### Alıştırma Yönergeleri
[A] Girdilerde "target" dizesinin geçtiği satırları say ve yalnızca bu sayıyı yaz. Büyük ve küçük harf farkı önemlidir.
[B] Çevre mühendisliği öğrenci kurultayının sonuç bildirgesini son cümlesinden sonra kaldığı yerden sürdür.

### Okuma Metni
--------

ÇMO II. ÖĞRENCİ KURULTAYI SONUÇ BİLDİRGESİ

18.03.2007

Doğal varlıkların hızla ve acımasızca tüketildiği; bilim ve teknolojide insanlık tarihinin birikiminin insanlığın yararına kullanılmadığı ve bunun sonuçlarının acı bir şekilde yaşandığı; doğal olmayan afetlerle kıvranan; susuzluktan kırılan; dengeleri alt üst olan; sonunun ne zaman geleceğinin tartışılmaya başlandığı bir dünya...

Orman alanlarının, denizlerinin, kıyılarının, limanlarının, doğal varlıklarının peşkeş çekildiği; tehlikeli atık varillerinin denizlerden, yaşam alanlarından toplandığı; hava diye zehir soluyan, çöp dağlarının altında kalıp ölen, her yağmurda sele teslim olan insanların yaşadığı; toprakları siyanürle kirletilmiş bir ülke...

Böyle bir dünyada, böyle bir ülkede geleceğin çevre mühendislerine düşen sorumluluklar gün geçtikçe artmakta! Bu anlamda çevre mühendislerinin yaşama bakışı ve aldığı eğitim, ülkenin ve dünyanın geleceği açısından hayati önem taşımaktadır.

Giderek daha fazla kirlenen yerküremizde; bir avuç umudu yeşertip büyütebilmek için iki gün boyunca ÇMO II. Öğrenci Kurultayı‘nda biraradaydık. Kampüslerde yaşadığımız sorunlardan başlayıp; kirliliğin insan bedenine sıçramasına kadar yaşamlarımızdaki bir dizi sorunu dillendirip; çözümler aradık.

--------

### Verilen Veriler
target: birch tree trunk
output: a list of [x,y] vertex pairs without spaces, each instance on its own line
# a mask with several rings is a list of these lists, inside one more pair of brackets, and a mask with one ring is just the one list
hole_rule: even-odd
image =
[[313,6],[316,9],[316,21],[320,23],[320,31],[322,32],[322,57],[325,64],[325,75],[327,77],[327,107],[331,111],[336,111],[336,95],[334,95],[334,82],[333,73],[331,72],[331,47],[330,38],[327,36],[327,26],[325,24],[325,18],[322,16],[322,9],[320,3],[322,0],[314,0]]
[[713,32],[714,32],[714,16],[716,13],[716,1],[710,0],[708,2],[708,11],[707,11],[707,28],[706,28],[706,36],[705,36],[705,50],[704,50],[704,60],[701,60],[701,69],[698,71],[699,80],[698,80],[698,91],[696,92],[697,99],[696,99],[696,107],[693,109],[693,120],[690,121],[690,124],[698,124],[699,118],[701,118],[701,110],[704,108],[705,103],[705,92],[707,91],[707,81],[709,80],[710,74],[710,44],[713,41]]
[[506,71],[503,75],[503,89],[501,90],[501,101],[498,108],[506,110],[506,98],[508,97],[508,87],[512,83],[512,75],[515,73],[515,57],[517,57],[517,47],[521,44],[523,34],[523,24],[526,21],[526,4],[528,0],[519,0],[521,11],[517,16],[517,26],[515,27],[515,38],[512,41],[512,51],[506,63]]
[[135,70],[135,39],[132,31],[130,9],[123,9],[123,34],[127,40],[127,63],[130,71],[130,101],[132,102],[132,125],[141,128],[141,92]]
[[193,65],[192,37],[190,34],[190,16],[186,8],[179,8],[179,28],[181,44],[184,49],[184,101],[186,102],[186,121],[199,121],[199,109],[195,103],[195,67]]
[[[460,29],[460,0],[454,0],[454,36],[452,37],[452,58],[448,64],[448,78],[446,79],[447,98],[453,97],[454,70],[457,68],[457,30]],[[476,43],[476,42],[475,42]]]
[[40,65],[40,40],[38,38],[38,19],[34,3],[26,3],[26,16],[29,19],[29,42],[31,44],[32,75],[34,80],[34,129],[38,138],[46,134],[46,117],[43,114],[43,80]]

--------

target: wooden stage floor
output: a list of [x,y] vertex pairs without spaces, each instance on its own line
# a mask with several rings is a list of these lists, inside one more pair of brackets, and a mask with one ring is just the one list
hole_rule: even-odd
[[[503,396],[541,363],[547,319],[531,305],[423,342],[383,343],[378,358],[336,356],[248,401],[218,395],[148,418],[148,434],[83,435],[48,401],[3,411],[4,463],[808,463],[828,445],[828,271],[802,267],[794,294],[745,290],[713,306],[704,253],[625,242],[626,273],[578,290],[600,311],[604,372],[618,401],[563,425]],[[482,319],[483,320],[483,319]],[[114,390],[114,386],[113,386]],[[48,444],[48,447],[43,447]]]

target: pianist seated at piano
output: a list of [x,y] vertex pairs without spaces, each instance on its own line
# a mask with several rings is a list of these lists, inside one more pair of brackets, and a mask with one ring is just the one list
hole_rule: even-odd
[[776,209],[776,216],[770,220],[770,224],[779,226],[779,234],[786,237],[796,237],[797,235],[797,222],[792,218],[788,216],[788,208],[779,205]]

--------

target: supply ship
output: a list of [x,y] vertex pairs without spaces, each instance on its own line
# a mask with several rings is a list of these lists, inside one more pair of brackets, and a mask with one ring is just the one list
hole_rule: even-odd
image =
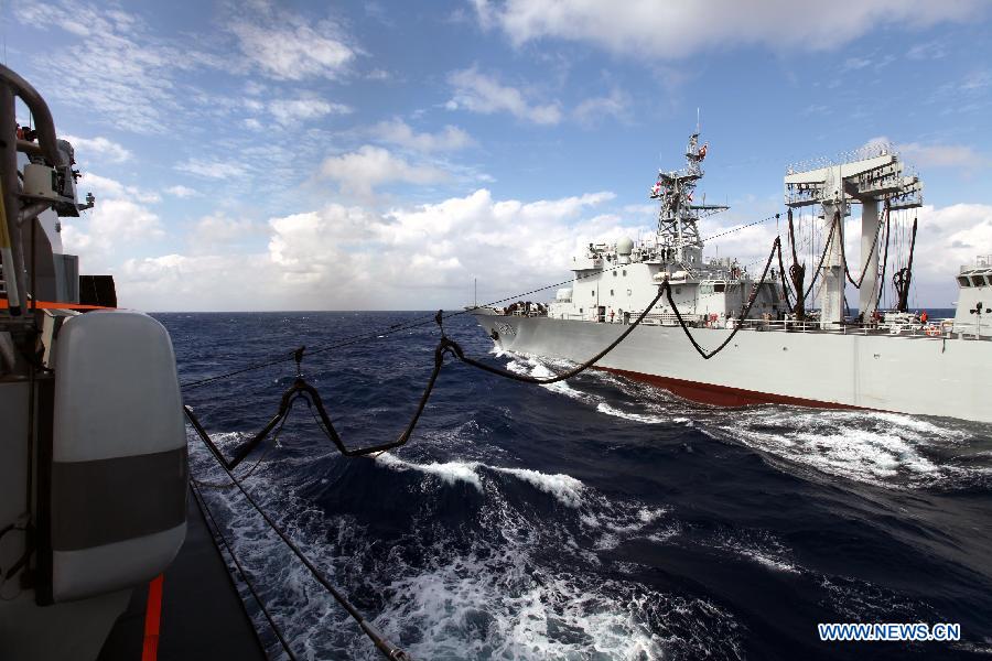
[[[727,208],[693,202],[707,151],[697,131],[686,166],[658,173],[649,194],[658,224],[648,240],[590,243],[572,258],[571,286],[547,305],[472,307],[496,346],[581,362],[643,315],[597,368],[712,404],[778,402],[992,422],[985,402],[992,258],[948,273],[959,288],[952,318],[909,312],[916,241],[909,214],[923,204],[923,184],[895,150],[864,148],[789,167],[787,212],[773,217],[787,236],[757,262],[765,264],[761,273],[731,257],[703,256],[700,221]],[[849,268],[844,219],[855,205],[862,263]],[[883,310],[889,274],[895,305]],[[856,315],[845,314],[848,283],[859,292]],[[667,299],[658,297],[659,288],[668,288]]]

--------

### Yanıt Listesi
[A] 4

[B]
Üniversiteler, Öğrenci Sorunları, Yetkin Mühendislik

Çevre Mühendisliği öğrencileri olan bizler, yüzünü topluma değil sermayeye çevirmiş ve ticarethaneye dönüştürülmüş "YÖK tipi" üniversitelerde; varolan birçok eksiklik ve yetersizliklerle eğitim görmenin; mezun olduğunda işsizler ordusuna katılma korkusu yaşamanın yanında; "yetkinlik" sorgulamasından geçmek gibi sorunlarla boğuşuyoruz.

GATS (Genel Ticari Hizmet Anlaşması) ile kamusal hizmetlerin, özelleştirilmesi ya da devletin daha kısıtlı bütçe ayırması sonucunda paralılaşması karşımıza çıkmaktadır. Eğitim, herkesin yararlanabileceği bir hak olması gerekirken alınıp satılan bir metaya dönüştürülmüştür. Öğrencinin temel ihtiyaçları olan yemek, barınma, ulaşım gibi masraflara sürekli zam gelmekte ve bu alanlar parça parça sermayeye satılarak öğrencilerin bu ihtiyaçlarını karşılamaları zorlaşmaktadır.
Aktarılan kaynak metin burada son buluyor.